Records from a data source
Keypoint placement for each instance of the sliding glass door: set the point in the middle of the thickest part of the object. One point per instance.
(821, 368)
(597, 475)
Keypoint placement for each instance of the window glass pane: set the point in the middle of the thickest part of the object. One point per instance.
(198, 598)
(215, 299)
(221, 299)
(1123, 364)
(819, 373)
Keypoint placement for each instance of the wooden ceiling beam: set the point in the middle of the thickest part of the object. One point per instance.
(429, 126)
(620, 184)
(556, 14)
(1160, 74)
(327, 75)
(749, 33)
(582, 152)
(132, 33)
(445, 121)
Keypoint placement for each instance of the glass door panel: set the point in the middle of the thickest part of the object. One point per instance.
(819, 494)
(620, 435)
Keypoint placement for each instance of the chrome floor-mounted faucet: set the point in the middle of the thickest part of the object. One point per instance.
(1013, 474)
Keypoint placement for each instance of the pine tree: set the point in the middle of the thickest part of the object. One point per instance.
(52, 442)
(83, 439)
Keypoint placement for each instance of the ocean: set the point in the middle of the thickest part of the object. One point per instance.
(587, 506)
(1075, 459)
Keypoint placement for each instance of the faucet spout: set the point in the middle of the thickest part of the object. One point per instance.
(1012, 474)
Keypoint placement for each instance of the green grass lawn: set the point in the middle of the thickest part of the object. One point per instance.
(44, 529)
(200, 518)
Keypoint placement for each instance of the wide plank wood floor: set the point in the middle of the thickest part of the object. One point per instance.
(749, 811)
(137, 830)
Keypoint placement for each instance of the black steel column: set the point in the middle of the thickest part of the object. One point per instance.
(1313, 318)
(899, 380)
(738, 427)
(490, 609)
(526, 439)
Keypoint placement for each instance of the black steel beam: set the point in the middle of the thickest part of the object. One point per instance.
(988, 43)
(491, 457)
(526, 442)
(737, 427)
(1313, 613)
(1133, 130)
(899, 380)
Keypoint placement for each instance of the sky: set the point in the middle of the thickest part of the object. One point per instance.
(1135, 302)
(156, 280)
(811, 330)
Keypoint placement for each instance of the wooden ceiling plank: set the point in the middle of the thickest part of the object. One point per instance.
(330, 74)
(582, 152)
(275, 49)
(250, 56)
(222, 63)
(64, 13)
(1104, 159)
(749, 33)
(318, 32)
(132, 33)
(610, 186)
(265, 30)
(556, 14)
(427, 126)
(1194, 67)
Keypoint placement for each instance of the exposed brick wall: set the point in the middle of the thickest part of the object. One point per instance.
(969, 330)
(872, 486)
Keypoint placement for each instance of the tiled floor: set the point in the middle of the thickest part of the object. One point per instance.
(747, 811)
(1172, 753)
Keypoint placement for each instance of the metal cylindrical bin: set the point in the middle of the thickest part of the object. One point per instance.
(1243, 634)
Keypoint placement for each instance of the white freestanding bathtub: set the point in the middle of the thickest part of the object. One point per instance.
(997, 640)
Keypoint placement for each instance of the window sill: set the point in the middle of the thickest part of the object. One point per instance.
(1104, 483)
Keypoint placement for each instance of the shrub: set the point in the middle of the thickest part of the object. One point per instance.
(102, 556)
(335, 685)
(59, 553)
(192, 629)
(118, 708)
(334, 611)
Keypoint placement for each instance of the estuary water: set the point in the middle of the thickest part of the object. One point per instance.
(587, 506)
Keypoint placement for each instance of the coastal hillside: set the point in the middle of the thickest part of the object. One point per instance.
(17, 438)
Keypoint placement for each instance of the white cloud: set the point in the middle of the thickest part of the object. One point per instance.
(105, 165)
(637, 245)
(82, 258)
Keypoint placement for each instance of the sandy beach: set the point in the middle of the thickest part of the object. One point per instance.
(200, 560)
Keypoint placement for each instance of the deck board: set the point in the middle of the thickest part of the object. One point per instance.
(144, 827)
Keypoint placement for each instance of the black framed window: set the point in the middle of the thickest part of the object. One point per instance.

#### [GIVEN TASK]
Please copy the stretch from the line containing "Keypoint placement for each instance of the white cloud: set" through the end of the records, keeping every line the same.

#### [RIGHT ANSWER]
Keypoint placement for each instance of the white cloud: set the point in the middle of the thickest part of the object. One point per instance.
(105, 165)
(637, 245)
(82, 258)
Keypoint placement for each instance of the sandy beach: set the point in the middle of the thickest part of the object. One point per instance.
(200, 560)
Keypoint placement for each instance of the deck board: set the point in the middle of the thickest part of the object. One point per instance.
(144, 827)
Keypoint placement for each instance of the black framed window: set the point in the middle of the thickest part of the object. One point per instance.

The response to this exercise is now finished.